## REQUIRED ACTION A
Reproduce the Box Hill entry, everything from "Box Hill, subtitled" down to "consent, and self-esteem.", substituting "motorcyclist" for "biker".
## REQUIRED ACTION B
Answer these questions about the Box Hill entry:
(i) Which company published the novella?
(ii) How old was Colin when he met Ray?
(iii) Which work's depiction of abuse and consent inspired Mars-Jones?

## DOCUMENT SECTION
Box Hill
- Author: Adam Mars-Jones
- Genre: Literary fiction • LGBTQ literature
- Set in: 1975 London
- Publisher: New Directions Publishing Corporation
- Publication date: 1 September 2020
- Pages: 112
- ISBN: 9780811230056

= Box Hill (novel) =

2020 novella by Adam Mars-Jones

Box Hill, subtitled A Story of Low Self-Esteem, is a 2020 novella by Adam Mars-Jones. It follows the story of then 18-year-old Colin who meets an older leather-clad biker, Ray, and enters into a BDSM relationship with him. The novella deals with topics like homophobia, consent, and self-esteem.

== Inspiration ==
Mars-Jones has said that he was inspired by Lolita's ambiguous depiction of abuse and consent.

## PROVIDED INFORMATION
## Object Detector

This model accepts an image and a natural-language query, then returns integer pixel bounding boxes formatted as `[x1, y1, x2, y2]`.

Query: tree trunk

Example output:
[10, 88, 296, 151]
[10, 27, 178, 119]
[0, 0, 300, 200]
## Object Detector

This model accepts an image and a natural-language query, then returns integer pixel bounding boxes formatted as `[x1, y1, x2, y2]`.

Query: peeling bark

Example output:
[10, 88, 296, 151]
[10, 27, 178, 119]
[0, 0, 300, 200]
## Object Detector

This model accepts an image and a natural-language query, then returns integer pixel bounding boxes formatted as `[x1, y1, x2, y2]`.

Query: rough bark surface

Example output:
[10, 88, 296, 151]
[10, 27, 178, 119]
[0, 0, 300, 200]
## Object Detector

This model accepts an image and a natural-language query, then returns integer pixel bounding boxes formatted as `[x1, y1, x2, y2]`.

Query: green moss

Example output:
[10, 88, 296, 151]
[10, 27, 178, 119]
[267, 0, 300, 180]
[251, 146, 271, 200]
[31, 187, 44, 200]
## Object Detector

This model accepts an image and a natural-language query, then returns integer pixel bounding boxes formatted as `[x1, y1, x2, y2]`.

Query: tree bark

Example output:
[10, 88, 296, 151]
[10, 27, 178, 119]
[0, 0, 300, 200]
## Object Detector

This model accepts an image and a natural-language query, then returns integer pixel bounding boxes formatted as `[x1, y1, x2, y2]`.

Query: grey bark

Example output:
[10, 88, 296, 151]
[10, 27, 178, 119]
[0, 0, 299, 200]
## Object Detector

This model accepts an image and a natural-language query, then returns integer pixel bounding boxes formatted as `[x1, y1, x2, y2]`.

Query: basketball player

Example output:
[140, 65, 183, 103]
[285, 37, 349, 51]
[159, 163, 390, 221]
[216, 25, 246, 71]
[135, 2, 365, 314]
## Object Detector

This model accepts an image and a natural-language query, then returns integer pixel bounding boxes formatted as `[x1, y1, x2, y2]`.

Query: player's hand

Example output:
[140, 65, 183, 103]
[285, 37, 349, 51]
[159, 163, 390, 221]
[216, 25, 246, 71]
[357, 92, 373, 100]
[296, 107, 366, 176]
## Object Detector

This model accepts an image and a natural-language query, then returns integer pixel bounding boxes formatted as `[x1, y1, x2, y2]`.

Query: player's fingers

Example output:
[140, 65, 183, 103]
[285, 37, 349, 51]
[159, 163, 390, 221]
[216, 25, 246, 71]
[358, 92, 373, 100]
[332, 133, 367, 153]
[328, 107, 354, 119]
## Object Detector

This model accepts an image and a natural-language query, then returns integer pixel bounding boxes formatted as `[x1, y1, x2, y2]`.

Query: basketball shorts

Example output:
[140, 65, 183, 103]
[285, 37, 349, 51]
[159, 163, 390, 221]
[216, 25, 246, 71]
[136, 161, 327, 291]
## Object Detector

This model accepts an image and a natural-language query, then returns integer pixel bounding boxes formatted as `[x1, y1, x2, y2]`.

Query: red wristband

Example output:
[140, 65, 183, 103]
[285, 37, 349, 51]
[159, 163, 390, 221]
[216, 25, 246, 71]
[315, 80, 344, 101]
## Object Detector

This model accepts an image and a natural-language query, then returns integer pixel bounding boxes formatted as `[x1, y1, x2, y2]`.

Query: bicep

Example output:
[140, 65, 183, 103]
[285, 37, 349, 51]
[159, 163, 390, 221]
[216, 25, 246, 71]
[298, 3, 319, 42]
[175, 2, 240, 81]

## RESPONSE A
Box Hill, subtitled A Story of Low Self-Esteem, is a 2020 novella by Adam Mars-Jones. It follows the story of then 18-year-old Colin who meets an older leather-clad motorcyclist, Ray, and enters into a BDSM relationship with him. The novella deals with topics like homophobia, consent, and self-esteem.

## RESPONSE B
(i) New Directions Publishing Corporation
(ii) 18
(iii) Lolita